* **Quoted passage**
──────────
Pakistan's complicity in drone strikes

The Pakistani intelligentsia has long been critical of the military turning a blind eye to the US drone attacks

It was Obama who punctured Nawaz Sharif’s balloon taking all the hot air out of it.

Obama had played host to the Pakistani PM in the White House on October 23. He said not a word about the deadly drones that have been wreaking havoc on Pakistan’s tribal belt along the Afghan border. However, Nawaz, taking advantage of his Oval Office audience, made a fervent plea to his host to halt these strikes. He did so because his government — like the one before it — is under enormous pressure from the people of Pakistan to seek an end to the nightmare of frequent drone visitations.

None of the public or private accounts of the Obama-Nawaz encounter claimed the former made any commitment — or gave indication of any kind — to the latter to even consider reducing the frequency of drone strikes against targets in Pakistan, much less halt them altogether.

However, Nawaz tried to put a spin of his own on the issue, with both he and his minions claiming to the media that vibes from Obama were good and encouraging and there was good reason to believe that drone strikes would be drastically reduced, soon, if not ended altogether.

Nawaz was obviously playing politics. He’d embarked on his Washington yatra assuring the people of Pakistan that he’d be pulling no punches to seek an end to the scourge of drones from his Washington host. His spin was understandable. It was typical of a leader given to giving airs to his stature. But the Pakistani people weren’t ready to buy his bombast. They’d heard such claims before, besides knowing so well their leaders’ craven pusillanimity when it comes to standing up to Washington.

They didn’t have to wait long for their leader’s bravado to unravel. The bluff was called when a drone struck Miranshah, the hub of the Pakistani Taliban in the notoriously wild and violent North Waziristan, on October 31 — merely eight days after Nawaz’ White House appearance. It killed at least three people: terrorists, according to Washington, innocent civilians, according to Pakistani sources.
──────────
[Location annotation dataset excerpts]
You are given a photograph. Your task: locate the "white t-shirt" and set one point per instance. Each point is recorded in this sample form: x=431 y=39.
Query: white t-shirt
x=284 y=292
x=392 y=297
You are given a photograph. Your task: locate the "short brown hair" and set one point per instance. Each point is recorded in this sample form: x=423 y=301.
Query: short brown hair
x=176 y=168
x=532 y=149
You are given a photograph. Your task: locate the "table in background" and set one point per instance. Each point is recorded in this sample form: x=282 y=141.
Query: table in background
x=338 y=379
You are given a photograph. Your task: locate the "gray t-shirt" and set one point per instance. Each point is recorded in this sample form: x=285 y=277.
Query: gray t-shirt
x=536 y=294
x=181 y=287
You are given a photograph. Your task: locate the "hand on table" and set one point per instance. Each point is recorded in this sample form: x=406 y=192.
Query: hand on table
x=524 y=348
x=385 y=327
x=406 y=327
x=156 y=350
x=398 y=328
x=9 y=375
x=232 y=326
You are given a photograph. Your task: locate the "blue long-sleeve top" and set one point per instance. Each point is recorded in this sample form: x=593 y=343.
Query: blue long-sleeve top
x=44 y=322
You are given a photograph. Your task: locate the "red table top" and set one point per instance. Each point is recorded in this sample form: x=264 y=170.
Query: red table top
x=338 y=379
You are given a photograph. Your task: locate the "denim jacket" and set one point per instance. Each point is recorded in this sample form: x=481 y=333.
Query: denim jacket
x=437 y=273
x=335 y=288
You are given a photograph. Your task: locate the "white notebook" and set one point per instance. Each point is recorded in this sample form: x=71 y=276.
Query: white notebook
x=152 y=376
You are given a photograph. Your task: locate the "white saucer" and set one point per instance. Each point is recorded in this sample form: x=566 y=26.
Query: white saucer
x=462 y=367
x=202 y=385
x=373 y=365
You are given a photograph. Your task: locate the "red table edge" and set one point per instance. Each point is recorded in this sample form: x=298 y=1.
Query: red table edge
──────────
* **Actions to take**
a - Translate this sentence from the article on drone strikes in Pakistan into Spanish: "They didn’t have to wait long for their leader’s bravado to unravel."
b - Rewrite the listing as a numbered list, covering the lines from its start through the line containing "x=532 y=149", inclusive.

* **Answers per task**
a - No tuvieron que esperar mucho para que la bravuconería de su líder se desmoronara.

b -
1. You are given a photograph. Your task: locate the "white t-shirt" and set one point per instance. Each point is recorded in this sample form: x=431 y=39.
2. Query: white t-shirt
3. x=284 y=292
4. x=392 y=297
5. You are given a photograph. Your task: locate the "short brown hair" and set one point per instance. Each point is recorded in this sample form: x=423 y=301.
6. Query: short brown hair
7. x=176 y=168
8. x=532 y=149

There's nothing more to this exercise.